Task description =>
Write out every record in full, exactly as written, please.
-- Provided data follows --
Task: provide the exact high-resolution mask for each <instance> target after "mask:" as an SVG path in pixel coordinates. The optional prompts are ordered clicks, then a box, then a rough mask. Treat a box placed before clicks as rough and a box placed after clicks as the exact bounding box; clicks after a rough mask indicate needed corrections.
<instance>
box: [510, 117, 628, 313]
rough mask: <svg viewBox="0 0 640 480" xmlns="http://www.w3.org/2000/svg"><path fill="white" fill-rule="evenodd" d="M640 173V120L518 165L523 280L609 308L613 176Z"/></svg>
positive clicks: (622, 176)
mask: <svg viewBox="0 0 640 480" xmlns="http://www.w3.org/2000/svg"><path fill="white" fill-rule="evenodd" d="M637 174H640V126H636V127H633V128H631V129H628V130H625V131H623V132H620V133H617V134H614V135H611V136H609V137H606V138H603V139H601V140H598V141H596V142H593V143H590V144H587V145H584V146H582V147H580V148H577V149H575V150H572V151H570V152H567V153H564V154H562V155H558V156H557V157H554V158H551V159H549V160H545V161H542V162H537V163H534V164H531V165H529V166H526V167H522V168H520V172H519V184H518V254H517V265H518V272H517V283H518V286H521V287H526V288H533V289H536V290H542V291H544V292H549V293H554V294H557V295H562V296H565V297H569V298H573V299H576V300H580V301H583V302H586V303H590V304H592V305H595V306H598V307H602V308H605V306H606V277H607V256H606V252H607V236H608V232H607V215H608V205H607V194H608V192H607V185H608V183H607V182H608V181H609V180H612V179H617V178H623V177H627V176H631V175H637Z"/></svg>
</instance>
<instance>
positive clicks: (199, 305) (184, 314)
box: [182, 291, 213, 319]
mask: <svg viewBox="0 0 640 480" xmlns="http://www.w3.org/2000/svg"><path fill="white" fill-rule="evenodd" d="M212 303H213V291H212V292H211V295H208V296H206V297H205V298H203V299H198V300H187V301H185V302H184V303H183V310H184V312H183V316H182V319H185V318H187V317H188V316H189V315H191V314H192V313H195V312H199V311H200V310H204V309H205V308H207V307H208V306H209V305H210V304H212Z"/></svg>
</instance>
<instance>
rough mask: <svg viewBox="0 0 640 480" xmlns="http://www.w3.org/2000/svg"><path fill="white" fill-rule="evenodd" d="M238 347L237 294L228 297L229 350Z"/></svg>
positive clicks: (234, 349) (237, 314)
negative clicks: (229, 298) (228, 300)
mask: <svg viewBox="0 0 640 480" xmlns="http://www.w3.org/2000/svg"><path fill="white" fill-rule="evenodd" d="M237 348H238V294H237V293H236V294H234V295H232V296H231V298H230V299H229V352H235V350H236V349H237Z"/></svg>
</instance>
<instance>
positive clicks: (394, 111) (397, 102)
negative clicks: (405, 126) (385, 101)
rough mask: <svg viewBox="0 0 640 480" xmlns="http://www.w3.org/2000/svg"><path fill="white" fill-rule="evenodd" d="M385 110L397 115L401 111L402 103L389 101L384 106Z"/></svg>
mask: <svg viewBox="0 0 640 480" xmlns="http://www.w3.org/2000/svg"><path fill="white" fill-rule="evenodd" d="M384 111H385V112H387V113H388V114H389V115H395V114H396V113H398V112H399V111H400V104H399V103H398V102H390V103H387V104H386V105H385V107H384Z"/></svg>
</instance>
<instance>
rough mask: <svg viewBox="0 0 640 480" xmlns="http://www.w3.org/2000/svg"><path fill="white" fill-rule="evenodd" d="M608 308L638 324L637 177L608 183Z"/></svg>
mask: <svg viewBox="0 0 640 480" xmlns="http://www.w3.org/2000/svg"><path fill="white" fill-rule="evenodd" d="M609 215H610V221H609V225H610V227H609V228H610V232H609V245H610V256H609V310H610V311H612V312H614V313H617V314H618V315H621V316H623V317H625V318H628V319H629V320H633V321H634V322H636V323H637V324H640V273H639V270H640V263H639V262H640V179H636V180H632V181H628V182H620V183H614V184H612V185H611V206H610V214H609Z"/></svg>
-- Provided data concluded --
Response to the exercise =>
Task: provide the exact high-resolution mask for each <instance> target after "mask:" as an SVG path in pixel coordinates. The optional prompts are ordered clicks, then a box, then a rough mask. Treat a box placed before clicks as rough and a box placed after clicks as the exact bounding box; clicks after a rough mask indicate needed corrections.
<instance>
box: [510, 117, 628, 313]
rough mask: <svg viewBox="0 0 640 480" xmlns="http://www.w3.org/2000/svg"><path fill="white" fill-rule="evenodd" d="M640 173V120L518 165L523 280L609 308L613 176Z"/></svg>
positive clicks: (622, 176)
mask: <svg viewBox="0 0 640 480" xmlns="http://www.w3.org/2000/svg"><path fill="white" fill-rule="evenodd" d="M637 174H640V126H636V127H633V128H631V129H628V130H625V131H623V132H620V133H617V134H614V135H611V136H609V137H606V138H603V139H601V140H598V141H596V142H593V143H590V144H587V145H584V146H582V147H580V148H577V149H575V150H572V151H570V152H567V153H564V154H562V155H558V156H557V157H554V158H551V159H549V160H545V161H542V162H537V163H534V164H531V165H529V166H526V167H522V168H520V172H519V184H518V254H517V265H518V272H517V283H518V286H521V287H526V288H533V289H536V290H542V291H544V292H549V293H554V294H557V295H562V296H565V297H569V298H573V299H576V300H580V301H583V302H586V303H590V304H592V305H595V306H598V307H602V308H605V306H606V277H607V256H606V252H607V236H608V232H607V215H608V205H607V194H608V192H607V185H608V183H607V182H608V181H609V180H612V179H617V178H623V177H627V176H631V175H637Z"/></svg>
</instance>
<instance>
positive clicks: (199, 305) (184, 314)
box: [182, 291, 213, 319]
mask: <svg viewBox="0 0 640 480" xmlns="http://www.w3.org/2000/svg"><path fill="white" fill-rule="evenodd" d="M212 303H213V291H212V292H211V295H208V296H206V297H205V298H203V299H198V300H187V301H185V302H184V303H183V310H184V312H183V316H182V319H185V318H187V317H188V316H189V315H191V314H192V313H195V312H199V311H200V310H204V309H205V308H207V307H208V306H209V305H210V304H212Z"/></svg>
</instance>
<instance>
rough mask: <svg viewBox="0 0 640 480" xmlns="http://www.w3.org/2000/svg"><path fill="white" fill-rule="evenodd" d="M238 347L237 294L228 297L229 350Z"/></svg>
positive clicks: (234, 349) (237, 314)
negative clicks: (229, 298) (228, 300)
mask: <svg viewBox="0 0 640 480" xmlns="http://www.w3.org/2000/svg"><path fill="white" fill-rule="evenodd" d="M237 348H238V294H237V293H236V294H234V295H232V296H231V298H230V299H229V352H235V350H236V349H237Z"/></svg>
</instance>
<instance>
positive clicks: (394, 111) (397, 102)
negative clicks: (405, 126) (385, 101)
rough mask: <svg viewBox="0 0 640 480" xmlns="http://www.w3.org/2000/svg"><path fill="white" fill-rule="evenodd" d="M385 110L397 115L401 111L402 103L389 101L384 106Z"/></svg>
mask: <svg viewBox="0 0 640 480" xmlns="http://www.w3.org/2000/svg"><path fill="white" fill-rule="evenodd" d="M384 111H385V112H387V113H388V114H389V115H395V114H396V113H398V112H399V111H400V104H399V103H398V102H390V103H387V104H386V105H385V107H384Z"/></svg>
</instance>
<instance>
rough mask: <svg viewBox="0 0 640 480" xmlns="http://www.w3.org/2000/svg"><path fill="white" fill-rule="evenodd" d="M608 308L638 324L637 177L608 183Z"/></svg>
mask: <svg viewBox="0 0 640 480" xmlns="http://www.w3.org/2000/svg"><path fill="white" fill-rule="evenodd" d="M609 215H610V221H609V225H610V227H609V228H610V232H609V245H610V256H609V310H610V311H612V312H614V313H617V314H618V315H621V316H623V317H625V318H628V319H629V320H633V321H634V322H636V323H637V324H640V273H639V270H640V263H639V262H640V179H636V180H632V181H628V182H620V183H614V184H612V185H611V206H610V214H609Z"/></svg>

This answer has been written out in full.